WORK ITEM: Reproduce, please, only the lines from the first line below to the line containing "Sample output: point(549, 260)", inclusive.

PROVIDED RECORDS:
= Beginning of Section =

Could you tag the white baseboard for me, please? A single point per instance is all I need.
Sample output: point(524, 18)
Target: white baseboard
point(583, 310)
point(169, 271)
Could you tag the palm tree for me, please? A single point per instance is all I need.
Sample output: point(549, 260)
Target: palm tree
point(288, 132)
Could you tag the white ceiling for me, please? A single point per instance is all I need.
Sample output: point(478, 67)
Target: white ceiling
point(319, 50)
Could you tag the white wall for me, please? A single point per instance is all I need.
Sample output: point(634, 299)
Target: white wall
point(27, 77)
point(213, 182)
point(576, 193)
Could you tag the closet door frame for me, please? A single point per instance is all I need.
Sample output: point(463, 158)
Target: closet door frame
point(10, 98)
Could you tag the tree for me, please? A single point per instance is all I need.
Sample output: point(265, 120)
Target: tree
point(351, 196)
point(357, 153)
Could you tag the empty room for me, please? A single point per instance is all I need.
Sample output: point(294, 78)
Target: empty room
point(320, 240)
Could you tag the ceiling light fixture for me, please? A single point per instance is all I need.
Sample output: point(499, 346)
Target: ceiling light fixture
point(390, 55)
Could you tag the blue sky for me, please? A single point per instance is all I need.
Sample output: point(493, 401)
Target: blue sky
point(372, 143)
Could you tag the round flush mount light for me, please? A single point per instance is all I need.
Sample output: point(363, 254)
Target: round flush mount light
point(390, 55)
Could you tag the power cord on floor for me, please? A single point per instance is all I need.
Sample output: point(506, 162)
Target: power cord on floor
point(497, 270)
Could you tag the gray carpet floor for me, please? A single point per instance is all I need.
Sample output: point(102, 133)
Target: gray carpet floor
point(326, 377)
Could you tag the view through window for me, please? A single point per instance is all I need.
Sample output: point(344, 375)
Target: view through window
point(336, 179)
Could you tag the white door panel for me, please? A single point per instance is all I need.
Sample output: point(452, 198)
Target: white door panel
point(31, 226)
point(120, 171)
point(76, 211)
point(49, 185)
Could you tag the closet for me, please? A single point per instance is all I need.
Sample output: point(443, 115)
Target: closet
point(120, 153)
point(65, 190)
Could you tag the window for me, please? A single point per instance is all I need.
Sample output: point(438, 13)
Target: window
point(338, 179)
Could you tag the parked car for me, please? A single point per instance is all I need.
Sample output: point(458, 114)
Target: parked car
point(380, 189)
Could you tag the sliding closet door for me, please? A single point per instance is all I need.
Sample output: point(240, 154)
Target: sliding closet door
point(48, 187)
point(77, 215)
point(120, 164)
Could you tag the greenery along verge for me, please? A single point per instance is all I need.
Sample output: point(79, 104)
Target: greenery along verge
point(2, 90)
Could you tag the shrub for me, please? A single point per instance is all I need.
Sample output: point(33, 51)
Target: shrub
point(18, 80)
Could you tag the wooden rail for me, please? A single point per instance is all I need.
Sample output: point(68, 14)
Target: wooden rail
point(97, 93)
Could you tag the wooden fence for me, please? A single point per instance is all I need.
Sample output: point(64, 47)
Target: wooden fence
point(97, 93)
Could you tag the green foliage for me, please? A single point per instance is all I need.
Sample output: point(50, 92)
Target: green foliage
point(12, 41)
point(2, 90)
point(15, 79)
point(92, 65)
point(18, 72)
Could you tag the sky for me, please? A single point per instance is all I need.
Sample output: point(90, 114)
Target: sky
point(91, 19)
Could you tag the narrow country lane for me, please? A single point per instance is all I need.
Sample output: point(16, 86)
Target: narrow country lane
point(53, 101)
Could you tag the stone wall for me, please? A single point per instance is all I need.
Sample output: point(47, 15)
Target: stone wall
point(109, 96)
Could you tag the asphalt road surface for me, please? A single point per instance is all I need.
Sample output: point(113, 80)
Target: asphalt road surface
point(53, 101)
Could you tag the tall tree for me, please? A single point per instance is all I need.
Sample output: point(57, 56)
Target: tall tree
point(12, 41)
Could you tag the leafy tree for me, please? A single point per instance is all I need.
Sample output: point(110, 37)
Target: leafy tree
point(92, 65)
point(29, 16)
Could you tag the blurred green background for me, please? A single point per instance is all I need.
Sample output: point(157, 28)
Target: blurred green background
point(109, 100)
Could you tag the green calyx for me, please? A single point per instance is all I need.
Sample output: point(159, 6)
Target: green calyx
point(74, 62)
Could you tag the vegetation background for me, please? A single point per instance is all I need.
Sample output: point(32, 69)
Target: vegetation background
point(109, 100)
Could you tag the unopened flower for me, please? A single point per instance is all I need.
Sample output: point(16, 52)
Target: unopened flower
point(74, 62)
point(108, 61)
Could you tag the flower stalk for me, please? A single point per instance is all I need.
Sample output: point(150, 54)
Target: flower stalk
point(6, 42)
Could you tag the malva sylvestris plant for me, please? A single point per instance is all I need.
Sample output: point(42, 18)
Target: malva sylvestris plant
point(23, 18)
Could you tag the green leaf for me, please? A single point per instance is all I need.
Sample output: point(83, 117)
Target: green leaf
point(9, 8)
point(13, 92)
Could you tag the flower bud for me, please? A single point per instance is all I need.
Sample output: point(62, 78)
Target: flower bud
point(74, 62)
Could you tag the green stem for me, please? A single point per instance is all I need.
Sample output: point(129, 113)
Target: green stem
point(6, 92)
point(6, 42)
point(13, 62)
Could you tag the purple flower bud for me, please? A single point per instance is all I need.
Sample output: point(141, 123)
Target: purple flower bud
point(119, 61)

= End of Section =

OUTPUT FOR THIS EXERCISE:
Could you tag the white baseboard for me, please? A single point per instance is all I need.
Sample output: point(524, 18)
Target: white baseboard
point(583, 310)
point(169, 271)
Could you tag the palm tree for me, please? A single point per instance is all I need.
Sample output: point(549, 260)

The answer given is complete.